Creating Backups

Disaster recovery is an important role for all lab admins. If anyone cares about the data within the instance and/or the availability of the instance, then steps need to be taken, in advance, to prepare for the worst. Additionally, these steps will also help with growing your lab by making it easier to deploy an initial working setup onto a new master or worker without going through all the steps manually.

Backups may take up a lot of space, and take a long time to perform. This is a particular problem with the master where the added load could impact on overall performance. Investigate methods of writing backups to external storage without causing undue latency.

Backups may also contain sensitive information like database passwords, authentication and encryption certificates and keys. Protect your backups from access by anyone except the admins.

Any backup which has not been tested to successfully restore the previous service is not worth having as a backup. It may be infeasible to test every backup but intermittently, one backup needs to be fully tested and all backups then checked that the equivalent files exist in each.

Avoid backup solutions which try to image the entire drive. For such systems to work reliably with a database, the database server would have to be stopped. That first requires that all lava-server services are stopped and all running TestJobs are cancelled. i.e. A backup like this would require a maintenance window (scheduled downtime) every time the backup was to be performed.

Note

As such, restoration of backups is not a simple (or particularly quick) process. See Restoring a V2 master from a backup.

If you use configuration management, as recommended in Best practice, then this forms part of your backup and recovery plan.

Dependencies within backups

Backups must be considered as self-contained. It is dangerous to try to mix files from a backup on one date with files from a different date. This is a particular problem with the database and the lava-server package but also applies to device configuration and can include the python-django package as well as other dependencies. Do not use an incremental backup procedure that separates the database from the code or from the device configuration.
______
The request
Reproduce, word for word, everything in the passage on creating backups from "Avoid backup solutions" down to "from a backup.".

Given records
______
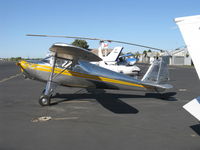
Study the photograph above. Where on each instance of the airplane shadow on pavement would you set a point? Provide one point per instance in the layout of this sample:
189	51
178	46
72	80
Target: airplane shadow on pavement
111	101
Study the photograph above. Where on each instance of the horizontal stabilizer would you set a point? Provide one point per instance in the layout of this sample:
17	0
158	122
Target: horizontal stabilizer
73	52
______
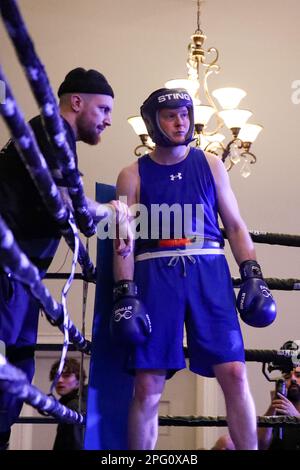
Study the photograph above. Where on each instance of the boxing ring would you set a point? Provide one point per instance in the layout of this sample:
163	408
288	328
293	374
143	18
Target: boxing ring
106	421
______
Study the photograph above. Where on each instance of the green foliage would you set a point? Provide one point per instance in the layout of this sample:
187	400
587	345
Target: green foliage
______
Reply to the exercise
Avoid backup solutions which try to image the entire drive. For such systems to work reliably with a database, the database server would have to be stopped. That first requires that all lava-server services are stopped and all running TestJobs are cancelled. i.e. A backup like this would require a maintenance window (scheduled downtime) every time the backup was to be performed.

Note

As such, restoration of backups is not a simple (or particularly quick) process. See Restoring a V2 master from a backup.